» Passage:

Let me catch you up:
The CDT stretches across 3,000 miles, taking hikers over the geological midpoint of the United States, from Canada to Mexico
You’ve probably hiked some of it without knowing it. Some of Colorado’s most popular trails — including the hike to Grays Peak — are small stretches of the CDT
There are roughly 160 miles of “gaps” in the trail. Here, hikers need to hop on the road to walk from trailhead to trailhead
A bill to finish the CDT by closing those gaps is currently making its way through congress
Congressman Joe Neguse has been a driving force behind the CDT Completion Act. One of the bigger gaps in the trail is located in his district1, just east of Steamboat Springs and north of Kremmling.
How this Impacts You
The CDT completion act is mercifully only seven pages long. I’ve embedded it here in case you’d like to read it for yourself. But I’ll be going over the main points in this article.
Even if you have no intention of ever hiking the CDT in its entirety, its completion may still impact your outdoor experience. Logbook estimates from the CDT Coalition — a non-profit working to promote and protect the trail — put the number of end-to-end hikers in the hundreds.
But the number of people hiking segments of the trail each year are in the tens of thousands. This use estimate tracks hikers on Colorado’s most popular peaks:
There are two important takeaways from this graph:2
Overall trail use has been increasing steadily for years. So has the crowding.
A huge chunk of that growth has been on the Grays and Torreys trail, to the tune of 30,000—35,000 hikers
The Grays and Torreys trail is itself an extremely popular section of the CDT. Trail crowding is too complex a topic to address here. I plan to fully explore it in an upcoming series.
For now: expanding a robust trail which can handle a high amount of traffic is a great way to spread out people, cars, and traffic.
Who’s in the Neighborhood?
One of the targets for completing the CDT is a spot called “Muddy Pass,” located in Northern Colorado. This 14-mile break in the trail occurs between Steamboat Springs, and Granby Lake.
These areas are called “Gateway Communities;” towns and cities that provide easy access to the trails. They market themselves as jumping-off points to visit if you plan to hike a section of the trail, or re-supply locations if you are a thru-hiker.

» What is being asked: Translate into Spanish this sentence from the passage on the CDT: "The CDT completion act is mercifully only seven pages long." The listing comes from a source separate from the passage.

» Dataset excerpt:

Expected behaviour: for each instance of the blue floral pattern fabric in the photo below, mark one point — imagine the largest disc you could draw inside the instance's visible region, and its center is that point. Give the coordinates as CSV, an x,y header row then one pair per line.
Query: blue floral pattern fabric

» Answer to this exercise: Afortunadamente, la ley de finalización del CDT tiene solo siete páginas.